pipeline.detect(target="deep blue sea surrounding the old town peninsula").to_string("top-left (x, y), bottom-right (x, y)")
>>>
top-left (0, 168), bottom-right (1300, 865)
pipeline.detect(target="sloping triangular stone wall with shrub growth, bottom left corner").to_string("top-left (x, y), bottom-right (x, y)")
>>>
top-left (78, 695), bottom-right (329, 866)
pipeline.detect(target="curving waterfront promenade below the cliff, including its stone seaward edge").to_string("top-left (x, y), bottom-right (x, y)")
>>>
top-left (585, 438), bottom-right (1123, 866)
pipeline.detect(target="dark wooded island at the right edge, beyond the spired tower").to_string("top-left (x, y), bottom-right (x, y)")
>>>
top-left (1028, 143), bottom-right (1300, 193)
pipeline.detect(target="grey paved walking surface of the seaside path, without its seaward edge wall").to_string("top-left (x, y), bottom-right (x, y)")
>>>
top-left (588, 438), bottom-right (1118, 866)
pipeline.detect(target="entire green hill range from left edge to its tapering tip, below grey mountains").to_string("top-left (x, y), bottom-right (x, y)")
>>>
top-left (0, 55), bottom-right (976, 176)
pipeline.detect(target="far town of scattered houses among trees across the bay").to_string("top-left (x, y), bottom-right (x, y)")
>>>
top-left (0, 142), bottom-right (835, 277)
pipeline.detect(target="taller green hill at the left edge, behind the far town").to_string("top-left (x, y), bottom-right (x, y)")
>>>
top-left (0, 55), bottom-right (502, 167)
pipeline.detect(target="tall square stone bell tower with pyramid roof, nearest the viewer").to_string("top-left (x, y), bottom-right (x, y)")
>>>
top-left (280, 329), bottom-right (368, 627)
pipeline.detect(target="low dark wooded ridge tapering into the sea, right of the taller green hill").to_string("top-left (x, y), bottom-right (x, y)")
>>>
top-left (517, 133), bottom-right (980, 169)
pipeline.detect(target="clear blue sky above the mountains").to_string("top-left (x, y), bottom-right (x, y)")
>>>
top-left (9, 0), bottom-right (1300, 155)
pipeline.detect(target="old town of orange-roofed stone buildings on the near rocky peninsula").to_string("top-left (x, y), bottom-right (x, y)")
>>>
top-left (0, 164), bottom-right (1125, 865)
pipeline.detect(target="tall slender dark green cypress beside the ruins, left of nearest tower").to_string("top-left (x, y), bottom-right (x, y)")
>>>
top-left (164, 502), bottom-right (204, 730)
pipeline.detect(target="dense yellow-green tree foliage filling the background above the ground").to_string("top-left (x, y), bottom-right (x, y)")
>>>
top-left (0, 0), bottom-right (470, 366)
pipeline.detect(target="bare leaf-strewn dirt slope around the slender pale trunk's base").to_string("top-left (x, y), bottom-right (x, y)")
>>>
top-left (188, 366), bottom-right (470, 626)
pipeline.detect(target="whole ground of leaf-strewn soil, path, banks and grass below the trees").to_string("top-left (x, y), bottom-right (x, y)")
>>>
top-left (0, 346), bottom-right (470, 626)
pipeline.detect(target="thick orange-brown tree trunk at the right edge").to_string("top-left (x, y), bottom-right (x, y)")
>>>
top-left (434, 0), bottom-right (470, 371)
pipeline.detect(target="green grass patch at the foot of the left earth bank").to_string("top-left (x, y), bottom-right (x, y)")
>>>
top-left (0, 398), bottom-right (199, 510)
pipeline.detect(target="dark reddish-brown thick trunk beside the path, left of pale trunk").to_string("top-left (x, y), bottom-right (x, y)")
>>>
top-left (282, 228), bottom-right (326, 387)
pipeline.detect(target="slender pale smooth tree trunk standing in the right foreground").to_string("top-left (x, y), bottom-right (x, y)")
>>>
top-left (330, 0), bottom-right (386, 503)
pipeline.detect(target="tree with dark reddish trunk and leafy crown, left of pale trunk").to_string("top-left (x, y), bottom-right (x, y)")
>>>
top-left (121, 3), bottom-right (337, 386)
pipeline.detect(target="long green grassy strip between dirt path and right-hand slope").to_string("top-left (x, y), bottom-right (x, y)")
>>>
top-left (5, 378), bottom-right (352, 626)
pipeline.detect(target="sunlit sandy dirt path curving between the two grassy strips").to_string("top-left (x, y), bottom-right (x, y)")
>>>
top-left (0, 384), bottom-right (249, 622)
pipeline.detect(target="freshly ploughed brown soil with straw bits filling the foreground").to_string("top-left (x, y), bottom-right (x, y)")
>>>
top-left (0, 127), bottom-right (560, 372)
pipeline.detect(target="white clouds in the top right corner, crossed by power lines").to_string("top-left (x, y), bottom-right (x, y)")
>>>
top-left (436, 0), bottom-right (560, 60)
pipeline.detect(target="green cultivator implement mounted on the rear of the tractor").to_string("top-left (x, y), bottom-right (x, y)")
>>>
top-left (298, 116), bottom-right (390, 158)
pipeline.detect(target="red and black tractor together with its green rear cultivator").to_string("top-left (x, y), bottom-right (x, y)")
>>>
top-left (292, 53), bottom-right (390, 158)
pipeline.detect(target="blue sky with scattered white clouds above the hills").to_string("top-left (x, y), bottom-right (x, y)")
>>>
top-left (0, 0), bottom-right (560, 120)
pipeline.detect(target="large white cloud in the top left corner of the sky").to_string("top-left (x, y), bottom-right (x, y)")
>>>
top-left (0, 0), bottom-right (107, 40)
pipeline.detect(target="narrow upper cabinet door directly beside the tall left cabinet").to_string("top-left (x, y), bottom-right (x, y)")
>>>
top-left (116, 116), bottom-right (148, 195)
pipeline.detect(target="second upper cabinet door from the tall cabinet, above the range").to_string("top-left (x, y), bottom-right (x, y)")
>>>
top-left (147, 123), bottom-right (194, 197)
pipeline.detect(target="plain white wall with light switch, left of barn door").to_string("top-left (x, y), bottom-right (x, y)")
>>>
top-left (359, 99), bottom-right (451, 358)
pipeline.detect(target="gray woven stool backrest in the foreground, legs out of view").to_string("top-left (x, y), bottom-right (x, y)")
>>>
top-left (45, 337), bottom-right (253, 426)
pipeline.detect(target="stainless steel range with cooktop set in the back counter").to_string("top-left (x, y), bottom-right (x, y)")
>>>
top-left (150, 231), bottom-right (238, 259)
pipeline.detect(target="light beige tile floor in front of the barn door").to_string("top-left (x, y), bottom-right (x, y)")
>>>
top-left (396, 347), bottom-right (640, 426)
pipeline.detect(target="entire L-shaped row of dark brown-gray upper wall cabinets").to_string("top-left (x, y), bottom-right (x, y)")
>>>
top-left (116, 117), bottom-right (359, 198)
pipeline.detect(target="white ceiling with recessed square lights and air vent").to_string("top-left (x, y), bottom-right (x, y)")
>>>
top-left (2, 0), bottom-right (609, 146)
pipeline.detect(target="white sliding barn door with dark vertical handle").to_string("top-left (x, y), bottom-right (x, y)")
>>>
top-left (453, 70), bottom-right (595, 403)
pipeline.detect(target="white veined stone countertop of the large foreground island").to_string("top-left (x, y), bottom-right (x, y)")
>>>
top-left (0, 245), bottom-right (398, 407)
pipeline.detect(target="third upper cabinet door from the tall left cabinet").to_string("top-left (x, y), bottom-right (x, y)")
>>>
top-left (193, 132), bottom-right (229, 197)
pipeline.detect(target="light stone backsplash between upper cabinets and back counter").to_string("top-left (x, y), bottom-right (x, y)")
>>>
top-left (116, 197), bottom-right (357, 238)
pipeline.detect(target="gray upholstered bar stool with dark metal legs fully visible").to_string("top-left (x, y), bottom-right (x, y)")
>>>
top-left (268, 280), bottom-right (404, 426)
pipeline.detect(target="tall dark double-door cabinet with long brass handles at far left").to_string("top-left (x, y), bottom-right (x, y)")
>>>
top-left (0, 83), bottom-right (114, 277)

ABOUT THIS EXERCISE:
In the material above, find every line that has the string "mountains" and pull those lines out.

OUTPUT:
pipeline.detect(target="entire green hill range from left edge to its tapering tip, below grey mountains").to_string("top-left (x, y), bottom-right (x, y)")
pipeline.detect(target="clear blue sky above the mountains").to_string("top-left (x, y), bottom-right (x, y)")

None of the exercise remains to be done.